→ Work instruction: Your job is to report every line of the entries that has "below".

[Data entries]
★ ★ ★

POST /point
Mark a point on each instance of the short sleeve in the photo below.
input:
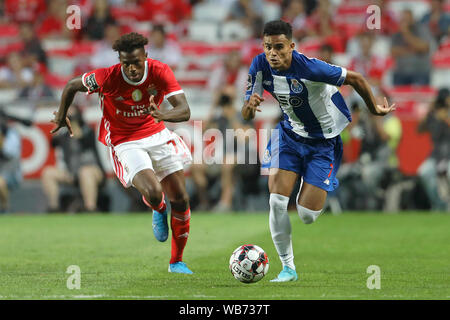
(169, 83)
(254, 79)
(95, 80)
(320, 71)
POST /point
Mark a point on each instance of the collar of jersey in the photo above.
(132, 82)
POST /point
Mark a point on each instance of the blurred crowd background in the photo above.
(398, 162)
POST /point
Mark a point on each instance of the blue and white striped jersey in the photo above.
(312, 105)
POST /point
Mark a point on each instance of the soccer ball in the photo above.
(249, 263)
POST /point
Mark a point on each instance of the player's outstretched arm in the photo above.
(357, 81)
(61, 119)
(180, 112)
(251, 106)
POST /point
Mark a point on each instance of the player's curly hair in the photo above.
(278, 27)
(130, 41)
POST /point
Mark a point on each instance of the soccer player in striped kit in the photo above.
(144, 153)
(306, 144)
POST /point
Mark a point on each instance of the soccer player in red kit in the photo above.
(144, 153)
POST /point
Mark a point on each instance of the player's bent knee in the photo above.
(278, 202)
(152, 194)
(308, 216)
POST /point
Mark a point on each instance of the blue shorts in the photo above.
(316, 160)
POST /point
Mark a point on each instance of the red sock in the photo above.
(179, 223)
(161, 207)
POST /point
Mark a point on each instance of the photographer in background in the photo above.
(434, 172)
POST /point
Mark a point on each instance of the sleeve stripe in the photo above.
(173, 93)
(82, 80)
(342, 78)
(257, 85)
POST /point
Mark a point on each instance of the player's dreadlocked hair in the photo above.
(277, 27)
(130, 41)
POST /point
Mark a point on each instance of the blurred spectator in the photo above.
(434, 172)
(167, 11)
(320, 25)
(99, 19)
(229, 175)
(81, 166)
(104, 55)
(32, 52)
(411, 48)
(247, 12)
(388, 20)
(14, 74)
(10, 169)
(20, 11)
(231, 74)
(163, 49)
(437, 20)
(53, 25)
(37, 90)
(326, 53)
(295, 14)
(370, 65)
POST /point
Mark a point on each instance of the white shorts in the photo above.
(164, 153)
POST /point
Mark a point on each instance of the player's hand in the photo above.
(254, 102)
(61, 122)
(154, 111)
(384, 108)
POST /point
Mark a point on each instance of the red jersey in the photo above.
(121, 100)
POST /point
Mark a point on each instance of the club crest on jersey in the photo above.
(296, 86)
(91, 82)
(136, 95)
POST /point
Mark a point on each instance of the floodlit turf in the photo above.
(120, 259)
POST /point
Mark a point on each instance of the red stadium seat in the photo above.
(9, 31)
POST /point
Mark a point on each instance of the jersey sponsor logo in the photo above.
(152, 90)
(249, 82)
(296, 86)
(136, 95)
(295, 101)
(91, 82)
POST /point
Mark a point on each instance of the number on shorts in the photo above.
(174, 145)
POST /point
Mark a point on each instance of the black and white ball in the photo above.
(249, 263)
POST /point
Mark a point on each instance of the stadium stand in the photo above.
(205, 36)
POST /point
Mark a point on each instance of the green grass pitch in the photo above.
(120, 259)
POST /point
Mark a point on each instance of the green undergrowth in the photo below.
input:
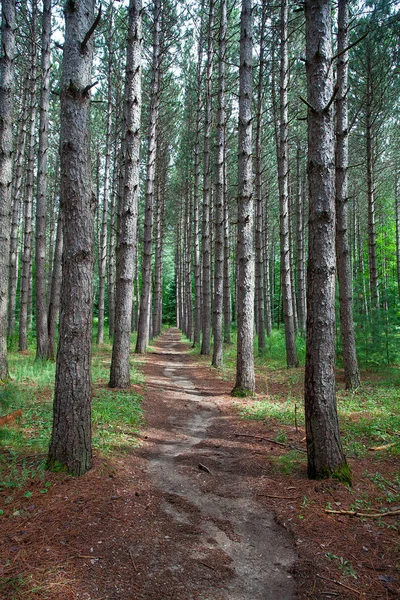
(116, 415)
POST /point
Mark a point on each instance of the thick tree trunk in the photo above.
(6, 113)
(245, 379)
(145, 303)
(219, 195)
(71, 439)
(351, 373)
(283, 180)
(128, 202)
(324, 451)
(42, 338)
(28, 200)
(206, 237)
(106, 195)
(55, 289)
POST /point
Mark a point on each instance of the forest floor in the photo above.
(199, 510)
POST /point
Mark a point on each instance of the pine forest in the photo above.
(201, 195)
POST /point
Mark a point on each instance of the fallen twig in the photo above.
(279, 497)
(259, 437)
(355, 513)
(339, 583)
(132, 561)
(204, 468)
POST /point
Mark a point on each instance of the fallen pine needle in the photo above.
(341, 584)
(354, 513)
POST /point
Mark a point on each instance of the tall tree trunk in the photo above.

★ ★ ★

→ Solved exercise:
Mark a point on each instance of the short sleeve in the photo below.
Mark a point on each instance of the green undergrowth in the photo below.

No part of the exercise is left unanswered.